■ EXERCISE OBJECTIVE
Once the line with "Find the jr logo in the picture above." is found in the data, output it and each following line exactly, up to and including the line with "Find the concrete", and nothing before or after.

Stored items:
|---|
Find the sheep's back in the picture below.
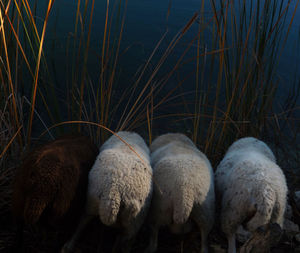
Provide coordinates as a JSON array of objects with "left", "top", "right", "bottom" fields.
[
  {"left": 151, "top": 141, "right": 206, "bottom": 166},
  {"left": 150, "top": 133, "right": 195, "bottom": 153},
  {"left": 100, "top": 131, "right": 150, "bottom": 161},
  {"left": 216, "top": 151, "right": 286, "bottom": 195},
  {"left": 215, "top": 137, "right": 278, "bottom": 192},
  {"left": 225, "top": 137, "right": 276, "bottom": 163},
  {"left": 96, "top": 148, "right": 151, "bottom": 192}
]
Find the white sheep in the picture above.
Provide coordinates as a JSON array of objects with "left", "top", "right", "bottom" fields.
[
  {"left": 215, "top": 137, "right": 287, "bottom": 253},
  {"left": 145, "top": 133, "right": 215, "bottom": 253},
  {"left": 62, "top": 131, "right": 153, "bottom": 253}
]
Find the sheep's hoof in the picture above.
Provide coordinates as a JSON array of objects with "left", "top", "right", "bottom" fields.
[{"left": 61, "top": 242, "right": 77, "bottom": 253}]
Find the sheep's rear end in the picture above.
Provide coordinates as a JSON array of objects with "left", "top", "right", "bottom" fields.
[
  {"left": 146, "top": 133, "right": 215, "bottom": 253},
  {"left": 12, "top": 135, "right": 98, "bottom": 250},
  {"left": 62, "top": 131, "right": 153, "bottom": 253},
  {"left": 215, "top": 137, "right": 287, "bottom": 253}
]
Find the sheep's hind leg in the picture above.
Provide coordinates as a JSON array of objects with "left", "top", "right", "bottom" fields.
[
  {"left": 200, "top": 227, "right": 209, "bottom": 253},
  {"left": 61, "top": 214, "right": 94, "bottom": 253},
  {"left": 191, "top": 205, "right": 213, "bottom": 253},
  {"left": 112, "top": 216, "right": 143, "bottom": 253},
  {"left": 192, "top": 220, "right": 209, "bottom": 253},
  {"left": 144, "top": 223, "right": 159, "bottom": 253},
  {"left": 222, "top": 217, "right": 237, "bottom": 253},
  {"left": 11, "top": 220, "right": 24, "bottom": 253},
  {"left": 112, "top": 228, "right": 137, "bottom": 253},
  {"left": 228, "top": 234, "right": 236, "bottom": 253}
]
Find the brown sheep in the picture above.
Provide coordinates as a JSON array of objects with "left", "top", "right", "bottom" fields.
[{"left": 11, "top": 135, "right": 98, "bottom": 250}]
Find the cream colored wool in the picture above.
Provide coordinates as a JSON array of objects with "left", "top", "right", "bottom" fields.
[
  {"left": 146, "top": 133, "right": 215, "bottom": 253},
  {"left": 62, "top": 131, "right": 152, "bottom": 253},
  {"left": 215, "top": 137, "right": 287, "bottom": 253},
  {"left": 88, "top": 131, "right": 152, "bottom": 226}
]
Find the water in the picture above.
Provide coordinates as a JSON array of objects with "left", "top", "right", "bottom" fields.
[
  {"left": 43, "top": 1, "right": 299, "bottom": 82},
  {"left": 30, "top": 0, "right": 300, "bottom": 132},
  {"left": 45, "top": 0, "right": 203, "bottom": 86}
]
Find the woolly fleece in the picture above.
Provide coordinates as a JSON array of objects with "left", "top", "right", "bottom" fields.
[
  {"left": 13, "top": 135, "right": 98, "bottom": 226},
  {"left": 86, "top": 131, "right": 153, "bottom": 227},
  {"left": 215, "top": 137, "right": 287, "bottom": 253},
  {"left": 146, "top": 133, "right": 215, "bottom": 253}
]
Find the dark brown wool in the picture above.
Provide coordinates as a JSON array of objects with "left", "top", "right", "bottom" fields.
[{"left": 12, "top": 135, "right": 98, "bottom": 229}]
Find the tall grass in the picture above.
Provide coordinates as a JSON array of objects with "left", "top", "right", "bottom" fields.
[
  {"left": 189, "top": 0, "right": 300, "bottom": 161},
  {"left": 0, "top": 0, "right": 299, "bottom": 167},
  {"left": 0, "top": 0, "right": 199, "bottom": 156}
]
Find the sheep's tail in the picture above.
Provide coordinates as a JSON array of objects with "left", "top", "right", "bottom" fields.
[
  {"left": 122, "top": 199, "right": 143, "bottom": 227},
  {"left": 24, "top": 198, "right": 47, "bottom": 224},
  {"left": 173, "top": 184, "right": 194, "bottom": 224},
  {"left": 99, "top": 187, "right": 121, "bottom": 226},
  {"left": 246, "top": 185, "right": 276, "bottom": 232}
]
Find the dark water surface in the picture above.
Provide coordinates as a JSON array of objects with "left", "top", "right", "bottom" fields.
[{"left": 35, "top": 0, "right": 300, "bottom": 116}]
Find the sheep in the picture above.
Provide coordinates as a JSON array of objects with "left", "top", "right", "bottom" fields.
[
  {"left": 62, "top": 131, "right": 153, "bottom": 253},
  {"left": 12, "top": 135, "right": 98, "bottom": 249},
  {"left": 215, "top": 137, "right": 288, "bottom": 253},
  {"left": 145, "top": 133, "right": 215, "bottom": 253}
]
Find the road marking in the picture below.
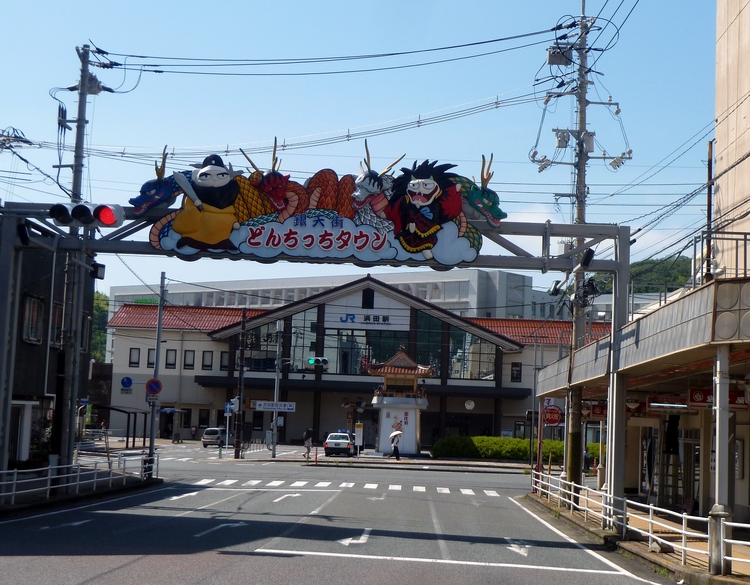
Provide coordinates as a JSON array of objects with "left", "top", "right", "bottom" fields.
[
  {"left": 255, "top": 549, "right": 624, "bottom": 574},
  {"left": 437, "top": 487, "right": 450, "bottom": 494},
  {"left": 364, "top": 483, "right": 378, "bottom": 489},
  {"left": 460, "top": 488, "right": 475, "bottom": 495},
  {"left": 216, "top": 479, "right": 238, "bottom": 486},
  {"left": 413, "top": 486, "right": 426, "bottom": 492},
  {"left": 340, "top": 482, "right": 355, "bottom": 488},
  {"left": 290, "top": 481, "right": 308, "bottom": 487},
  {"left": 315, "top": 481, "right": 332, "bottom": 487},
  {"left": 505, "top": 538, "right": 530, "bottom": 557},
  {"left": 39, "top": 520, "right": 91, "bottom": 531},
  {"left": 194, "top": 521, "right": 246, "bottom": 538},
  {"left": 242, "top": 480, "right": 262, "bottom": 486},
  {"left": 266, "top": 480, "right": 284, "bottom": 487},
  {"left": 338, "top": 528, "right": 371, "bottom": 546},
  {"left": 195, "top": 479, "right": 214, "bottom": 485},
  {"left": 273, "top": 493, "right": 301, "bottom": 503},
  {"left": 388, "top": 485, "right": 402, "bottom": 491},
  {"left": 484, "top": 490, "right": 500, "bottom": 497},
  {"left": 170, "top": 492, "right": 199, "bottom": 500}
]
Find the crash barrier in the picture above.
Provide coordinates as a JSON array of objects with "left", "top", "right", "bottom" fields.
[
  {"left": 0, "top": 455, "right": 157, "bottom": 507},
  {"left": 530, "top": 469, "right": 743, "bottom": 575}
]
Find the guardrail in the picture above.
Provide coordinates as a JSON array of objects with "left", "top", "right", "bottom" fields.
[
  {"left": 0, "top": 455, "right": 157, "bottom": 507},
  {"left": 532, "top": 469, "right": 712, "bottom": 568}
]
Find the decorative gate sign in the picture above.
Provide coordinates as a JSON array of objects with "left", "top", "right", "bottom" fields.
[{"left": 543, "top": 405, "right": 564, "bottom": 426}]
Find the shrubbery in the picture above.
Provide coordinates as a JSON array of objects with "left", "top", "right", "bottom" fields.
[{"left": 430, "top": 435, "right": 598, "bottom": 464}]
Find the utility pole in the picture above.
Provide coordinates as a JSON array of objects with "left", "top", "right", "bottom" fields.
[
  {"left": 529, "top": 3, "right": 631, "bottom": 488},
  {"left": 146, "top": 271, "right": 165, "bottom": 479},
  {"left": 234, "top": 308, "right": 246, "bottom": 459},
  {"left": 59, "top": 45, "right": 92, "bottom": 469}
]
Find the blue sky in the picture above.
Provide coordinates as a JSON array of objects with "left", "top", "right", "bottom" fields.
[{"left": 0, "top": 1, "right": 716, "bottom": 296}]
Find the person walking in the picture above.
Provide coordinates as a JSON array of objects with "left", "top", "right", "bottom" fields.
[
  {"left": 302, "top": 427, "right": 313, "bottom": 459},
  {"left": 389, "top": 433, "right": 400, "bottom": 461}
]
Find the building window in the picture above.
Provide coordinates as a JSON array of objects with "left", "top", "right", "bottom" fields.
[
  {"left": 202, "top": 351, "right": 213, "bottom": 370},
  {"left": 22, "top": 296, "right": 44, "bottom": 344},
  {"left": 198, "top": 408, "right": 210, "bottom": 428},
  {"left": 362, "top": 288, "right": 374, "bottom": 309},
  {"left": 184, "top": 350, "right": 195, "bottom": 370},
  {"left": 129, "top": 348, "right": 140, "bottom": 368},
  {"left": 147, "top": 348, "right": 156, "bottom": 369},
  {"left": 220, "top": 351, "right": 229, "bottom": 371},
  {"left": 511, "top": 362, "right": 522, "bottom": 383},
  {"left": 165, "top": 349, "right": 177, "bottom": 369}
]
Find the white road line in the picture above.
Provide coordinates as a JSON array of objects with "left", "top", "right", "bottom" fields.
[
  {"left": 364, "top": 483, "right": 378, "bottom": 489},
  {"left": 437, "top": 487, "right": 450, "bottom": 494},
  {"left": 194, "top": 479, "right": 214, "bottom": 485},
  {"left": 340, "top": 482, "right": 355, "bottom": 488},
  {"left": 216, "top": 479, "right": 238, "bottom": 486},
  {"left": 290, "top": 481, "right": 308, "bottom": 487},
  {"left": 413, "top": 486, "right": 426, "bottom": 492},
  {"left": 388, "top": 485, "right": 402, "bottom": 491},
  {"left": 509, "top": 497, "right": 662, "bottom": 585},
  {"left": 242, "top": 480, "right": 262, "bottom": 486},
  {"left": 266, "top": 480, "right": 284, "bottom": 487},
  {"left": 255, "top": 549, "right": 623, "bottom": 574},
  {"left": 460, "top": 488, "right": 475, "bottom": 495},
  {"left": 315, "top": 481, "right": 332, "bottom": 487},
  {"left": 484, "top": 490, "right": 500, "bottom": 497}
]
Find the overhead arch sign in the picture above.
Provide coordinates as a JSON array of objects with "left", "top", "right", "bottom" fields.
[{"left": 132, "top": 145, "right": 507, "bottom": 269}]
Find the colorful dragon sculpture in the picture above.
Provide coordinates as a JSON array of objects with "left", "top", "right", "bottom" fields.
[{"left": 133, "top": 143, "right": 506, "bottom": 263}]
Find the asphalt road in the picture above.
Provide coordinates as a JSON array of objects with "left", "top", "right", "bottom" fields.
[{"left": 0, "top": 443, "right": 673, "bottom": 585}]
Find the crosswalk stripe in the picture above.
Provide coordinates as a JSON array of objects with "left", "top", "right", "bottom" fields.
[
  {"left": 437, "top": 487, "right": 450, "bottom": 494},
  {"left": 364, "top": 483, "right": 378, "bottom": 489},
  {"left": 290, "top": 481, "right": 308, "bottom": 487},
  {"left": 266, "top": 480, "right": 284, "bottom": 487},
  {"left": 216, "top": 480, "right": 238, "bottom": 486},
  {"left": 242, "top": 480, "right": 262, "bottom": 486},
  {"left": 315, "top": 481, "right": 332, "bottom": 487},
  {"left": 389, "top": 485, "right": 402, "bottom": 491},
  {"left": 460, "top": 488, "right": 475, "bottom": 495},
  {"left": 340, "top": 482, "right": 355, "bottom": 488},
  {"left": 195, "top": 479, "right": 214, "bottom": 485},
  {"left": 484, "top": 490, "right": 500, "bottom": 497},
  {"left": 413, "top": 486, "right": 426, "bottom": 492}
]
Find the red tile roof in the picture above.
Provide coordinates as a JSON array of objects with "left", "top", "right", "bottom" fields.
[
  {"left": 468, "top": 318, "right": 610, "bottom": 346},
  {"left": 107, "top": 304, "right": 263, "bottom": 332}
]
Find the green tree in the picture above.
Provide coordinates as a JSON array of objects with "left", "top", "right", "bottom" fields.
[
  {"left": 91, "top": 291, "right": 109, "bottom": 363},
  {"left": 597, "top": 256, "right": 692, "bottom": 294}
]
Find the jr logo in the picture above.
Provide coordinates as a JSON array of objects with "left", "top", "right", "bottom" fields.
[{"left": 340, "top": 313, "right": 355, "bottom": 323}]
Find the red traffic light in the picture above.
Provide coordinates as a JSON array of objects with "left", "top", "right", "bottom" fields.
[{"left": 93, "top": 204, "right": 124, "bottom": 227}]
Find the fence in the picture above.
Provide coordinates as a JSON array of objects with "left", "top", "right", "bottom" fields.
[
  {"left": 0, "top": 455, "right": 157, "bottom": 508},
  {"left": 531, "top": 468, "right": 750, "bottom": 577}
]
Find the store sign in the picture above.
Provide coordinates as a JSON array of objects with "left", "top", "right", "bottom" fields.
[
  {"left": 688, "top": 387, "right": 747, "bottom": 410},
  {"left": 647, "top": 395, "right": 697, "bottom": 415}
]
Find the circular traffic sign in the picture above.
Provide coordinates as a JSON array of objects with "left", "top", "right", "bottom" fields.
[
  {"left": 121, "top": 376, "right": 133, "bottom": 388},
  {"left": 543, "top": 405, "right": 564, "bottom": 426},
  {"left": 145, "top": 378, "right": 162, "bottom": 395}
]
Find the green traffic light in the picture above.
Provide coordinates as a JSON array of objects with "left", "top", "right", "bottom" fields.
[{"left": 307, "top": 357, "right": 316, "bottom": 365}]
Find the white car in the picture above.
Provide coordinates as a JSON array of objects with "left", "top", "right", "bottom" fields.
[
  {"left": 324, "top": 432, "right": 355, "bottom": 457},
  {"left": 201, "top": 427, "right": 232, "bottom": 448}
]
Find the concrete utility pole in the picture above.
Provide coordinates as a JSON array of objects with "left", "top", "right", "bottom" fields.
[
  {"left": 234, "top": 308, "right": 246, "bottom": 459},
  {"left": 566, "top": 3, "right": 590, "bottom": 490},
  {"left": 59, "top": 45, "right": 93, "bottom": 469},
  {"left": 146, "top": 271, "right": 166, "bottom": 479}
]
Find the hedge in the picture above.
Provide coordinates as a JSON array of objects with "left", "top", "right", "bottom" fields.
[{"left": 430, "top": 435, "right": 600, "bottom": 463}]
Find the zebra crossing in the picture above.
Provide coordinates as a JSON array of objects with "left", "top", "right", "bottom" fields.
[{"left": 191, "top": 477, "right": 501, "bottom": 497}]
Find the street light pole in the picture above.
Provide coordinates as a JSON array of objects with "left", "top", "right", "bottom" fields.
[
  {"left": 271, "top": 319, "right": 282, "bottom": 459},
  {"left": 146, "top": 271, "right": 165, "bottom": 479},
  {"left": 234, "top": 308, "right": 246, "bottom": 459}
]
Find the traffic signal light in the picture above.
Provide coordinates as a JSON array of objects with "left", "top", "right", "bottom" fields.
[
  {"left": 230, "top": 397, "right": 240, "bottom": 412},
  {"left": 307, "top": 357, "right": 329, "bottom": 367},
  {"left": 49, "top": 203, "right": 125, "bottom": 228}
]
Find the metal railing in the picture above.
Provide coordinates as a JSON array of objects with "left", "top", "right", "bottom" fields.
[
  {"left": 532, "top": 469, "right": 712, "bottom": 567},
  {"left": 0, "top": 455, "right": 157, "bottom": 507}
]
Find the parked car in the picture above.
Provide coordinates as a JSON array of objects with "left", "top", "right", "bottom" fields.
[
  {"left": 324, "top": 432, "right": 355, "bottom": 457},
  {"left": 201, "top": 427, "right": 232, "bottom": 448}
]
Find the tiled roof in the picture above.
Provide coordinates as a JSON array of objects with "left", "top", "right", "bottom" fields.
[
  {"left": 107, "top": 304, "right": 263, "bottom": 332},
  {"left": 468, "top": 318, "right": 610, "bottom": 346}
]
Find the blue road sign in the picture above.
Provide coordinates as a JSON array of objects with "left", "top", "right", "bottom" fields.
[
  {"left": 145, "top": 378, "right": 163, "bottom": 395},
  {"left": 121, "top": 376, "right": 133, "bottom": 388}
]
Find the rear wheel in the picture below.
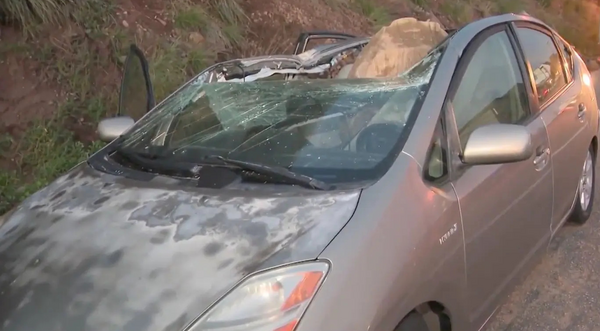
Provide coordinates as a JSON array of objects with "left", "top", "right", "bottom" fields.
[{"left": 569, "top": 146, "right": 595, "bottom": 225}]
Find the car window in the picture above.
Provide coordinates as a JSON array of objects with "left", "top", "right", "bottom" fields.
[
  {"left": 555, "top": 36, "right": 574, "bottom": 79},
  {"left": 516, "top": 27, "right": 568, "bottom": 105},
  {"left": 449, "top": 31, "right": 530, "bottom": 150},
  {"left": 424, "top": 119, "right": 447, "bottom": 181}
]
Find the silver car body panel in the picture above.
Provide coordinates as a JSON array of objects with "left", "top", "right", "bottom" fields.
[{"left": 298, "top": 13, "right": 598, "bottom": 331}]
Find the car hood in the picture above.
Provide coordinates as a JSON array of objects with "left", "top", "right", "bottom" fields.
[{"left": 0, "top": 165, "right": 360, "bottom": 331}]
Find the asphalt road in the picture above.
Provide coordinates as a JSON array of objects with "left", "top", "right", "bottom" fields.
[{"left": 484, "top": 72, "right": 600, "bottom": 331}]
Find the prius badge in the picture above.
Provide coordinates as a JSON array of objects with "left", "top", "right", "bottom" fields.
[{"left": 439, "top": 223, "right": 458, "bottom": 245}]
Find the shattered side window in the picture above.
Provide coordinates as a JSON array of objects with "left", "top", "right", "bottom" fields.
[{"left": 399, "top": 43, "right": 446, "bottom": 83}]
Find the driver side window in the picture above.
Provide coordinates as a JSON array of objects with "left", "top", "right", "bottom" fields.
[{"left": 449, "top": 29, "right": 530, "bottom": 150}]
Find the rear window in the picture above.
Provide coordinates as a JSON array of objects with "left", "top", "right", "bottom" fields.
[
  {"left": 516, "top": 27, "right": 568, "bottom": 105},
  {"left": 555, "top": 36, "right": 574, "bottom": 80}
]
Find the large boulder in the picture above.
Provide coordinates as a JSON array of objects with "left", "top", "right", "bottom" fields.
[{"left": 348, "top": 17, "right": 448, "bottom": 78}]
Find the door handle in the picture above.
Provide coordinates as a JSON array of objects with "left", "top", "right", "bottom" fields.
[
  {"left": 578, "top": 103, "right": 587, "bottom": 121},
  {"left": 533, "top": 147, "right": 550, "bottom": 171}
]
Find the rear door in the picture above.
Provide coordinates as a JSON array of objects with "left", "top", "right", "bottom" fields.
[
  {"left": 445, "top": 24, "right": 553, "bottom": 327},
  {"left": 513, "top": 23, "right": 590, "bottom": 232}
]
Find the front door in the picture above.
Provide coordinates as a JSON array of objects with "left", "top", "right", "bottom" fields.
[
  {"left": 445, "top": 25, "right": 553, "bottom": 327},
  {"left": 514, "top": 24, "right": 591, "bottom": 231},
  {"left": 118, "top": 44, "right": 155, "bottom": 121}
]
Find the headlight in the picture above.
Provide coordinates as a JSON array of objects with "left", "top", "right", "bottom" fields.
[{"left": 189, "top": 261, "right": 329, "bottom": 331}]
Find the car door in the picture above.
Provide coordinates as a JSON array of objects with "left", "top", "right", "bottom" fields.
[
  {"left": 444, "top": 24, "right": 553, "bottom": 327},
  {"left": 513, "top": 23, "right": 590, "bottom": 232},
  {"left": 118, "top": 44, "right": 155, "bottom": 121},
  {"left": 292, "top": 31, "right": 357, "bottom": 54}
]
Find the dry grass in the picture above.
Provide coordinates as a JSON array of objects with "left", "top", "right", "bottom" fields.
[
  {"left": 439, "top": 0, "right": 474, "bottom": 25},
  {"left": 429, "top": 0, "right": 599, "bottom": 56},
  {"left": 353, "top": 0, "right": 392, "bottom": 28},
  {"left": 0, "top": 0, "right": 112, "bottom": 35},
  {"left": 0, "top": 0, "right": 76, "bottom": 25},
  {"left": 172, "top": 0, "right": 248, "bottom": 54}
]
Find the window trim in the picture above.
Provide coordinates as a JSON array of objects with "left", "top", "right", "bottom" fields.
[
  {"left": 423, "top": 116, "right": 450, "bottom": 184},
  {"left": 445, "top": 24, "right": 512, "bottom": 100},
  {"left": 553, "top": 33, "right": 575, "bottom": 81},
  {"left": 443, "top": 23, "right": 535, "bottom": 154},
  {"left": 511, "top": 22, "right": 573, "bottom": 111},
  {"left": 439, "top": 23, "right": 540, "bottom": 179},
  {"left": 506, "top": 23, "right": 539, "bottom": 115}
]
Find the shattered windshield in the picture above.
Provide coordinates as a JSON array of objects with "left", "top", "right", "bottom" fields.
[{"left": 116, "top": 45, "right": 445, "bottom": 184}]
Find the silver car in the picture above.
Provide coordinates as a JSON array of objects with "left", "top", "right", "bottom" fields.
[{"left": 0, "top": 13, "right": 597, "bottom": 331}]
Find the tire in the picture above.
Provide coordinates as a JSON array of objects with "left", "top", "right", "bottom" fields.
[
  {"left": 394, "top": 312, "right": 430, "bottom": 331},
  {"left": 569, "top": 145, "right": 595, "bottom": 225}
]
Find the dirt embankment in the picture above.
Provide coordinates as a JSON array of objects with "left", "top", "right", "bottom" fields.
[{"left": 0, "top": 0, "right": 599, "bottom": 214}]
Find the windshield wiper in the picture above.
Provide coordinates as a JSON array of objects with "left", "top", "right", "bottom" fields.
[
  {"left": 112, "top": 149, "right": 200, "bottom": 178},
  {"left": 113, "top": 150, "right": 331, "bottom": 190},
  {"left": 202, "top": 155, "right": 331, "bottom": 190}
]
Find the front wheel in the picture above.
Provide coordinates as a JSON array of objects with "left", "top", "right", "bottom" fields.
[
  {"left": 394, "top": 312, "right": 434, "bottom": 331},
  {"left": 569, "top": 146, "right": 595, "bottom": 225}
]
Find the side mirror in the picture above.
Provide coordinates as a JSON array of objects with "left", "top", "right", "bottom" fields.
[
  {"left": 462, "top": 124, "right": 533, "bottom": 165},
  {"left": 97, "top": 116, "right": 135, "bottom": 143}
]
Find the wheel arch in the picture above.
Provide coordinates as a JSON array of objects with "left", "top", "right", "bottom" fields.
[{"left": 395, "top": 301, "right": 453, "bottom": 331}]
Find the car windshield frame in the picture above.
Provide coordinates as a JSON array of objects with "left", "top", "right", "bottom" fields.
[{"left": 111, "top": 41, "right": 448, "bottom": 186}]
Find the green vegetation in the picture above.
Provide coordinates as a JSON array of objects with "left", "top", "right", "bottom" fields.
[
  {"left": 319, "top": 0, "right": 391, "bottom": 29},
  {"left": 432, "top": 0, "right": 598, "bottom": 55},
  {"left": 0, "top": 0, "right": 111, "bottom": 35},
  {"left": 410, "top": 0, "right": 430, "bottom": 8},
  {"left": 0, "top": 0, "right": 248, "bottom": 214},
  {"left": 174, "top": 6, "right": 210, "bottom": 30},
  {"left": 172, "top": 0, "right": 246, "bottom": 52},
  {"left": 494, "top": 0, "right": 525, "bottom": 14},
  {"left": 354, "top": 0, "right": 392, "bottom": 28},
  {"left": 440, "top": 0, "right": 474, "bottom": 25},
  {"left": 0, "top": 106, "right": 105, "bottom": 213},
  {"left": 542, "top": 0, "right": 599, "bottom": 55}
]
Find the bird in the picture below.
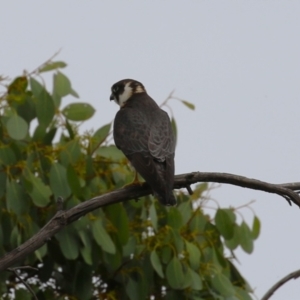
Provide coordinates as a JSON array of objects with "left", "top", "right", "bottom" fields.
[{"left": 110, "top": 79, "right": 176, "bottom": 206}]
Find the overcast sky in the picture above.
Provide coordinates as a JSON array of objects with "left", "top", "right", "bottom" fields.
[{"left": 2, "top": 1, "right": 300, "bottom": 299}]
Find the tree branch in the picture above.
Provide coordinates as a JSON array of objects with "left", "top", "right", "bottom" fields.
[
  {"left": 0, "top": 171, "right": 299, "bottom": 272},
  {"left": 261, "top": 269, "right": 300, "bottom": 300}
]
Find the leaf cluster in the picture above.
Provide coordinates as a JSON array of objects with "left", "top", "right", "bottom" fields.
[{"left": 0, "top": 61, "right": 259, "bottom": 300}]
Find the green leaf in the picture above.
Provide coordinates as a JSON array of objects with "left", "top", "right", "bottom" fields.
|---|
■ RESPONSE TO THE TASK
Find the jr logo in the picture above.
Provide coordinates as a JSON array of objects with "left", "top", "right", "bottom" fields.
[{"left": 340, "top": 313, "right": 355, "bottom": 323}]
Find the red traffic light in the picture above.
Provide coordinates as a JSON array of objects with "left", "top", "right", "bottom" fields.
[{"left": 93, "top": 204, "right": 124, "bottom": 227}]
Find the fence in the picture above.
Provide coordinates as a JSON array of objects with "left", "top", "right", "bottom" fields.
[
  {"left": 0, "top": 455, "right": 157, "bottom": 508},
  {"left": 531, "top": 468, "right": 750, "bottom": 577}
]
Find the store sign in the picture above.
Provide coordinates as a JSON array of objects with "left", "top", "right", "bottom" fields.
[
  {"left": 688, "top": 387, "right": 747, "bottom": 410},
  {"left": 647, "top": 395, "right": 697, "bottom": 415}
]
Find the circular traffic sign in the picture above.
Provide coordinates as a JSON array of objects with "left", "top", "right", "bottom" fields.
[
  {"left": 121, "top": 376, "right": 133, "bottom": 388},
  {"left": 543, "top": 405, "right": 564, "bottom": 426},
  {"left": 145, "top": 378, "right": 162, "bottom": 395}
]
Find the green traffic light in the picture above.
Provide coordinates as a JSON array of objects with "left", "top", "right", "bottom" fields.
[{"left": 307, "top": 357, "right": 316, "bottom": 365}]
Find the white car in the picture above.
Provide coordinates as a JSON array of objects with "left", "top", "right", "bottom" fields.
[
  {"left": 324, "top": 432, "right": 355, "bottom": 457},
  {"left": 201, "top": 427, "right": 232, "bottom": 448}
]
Find the concrete utility pole in the picture above.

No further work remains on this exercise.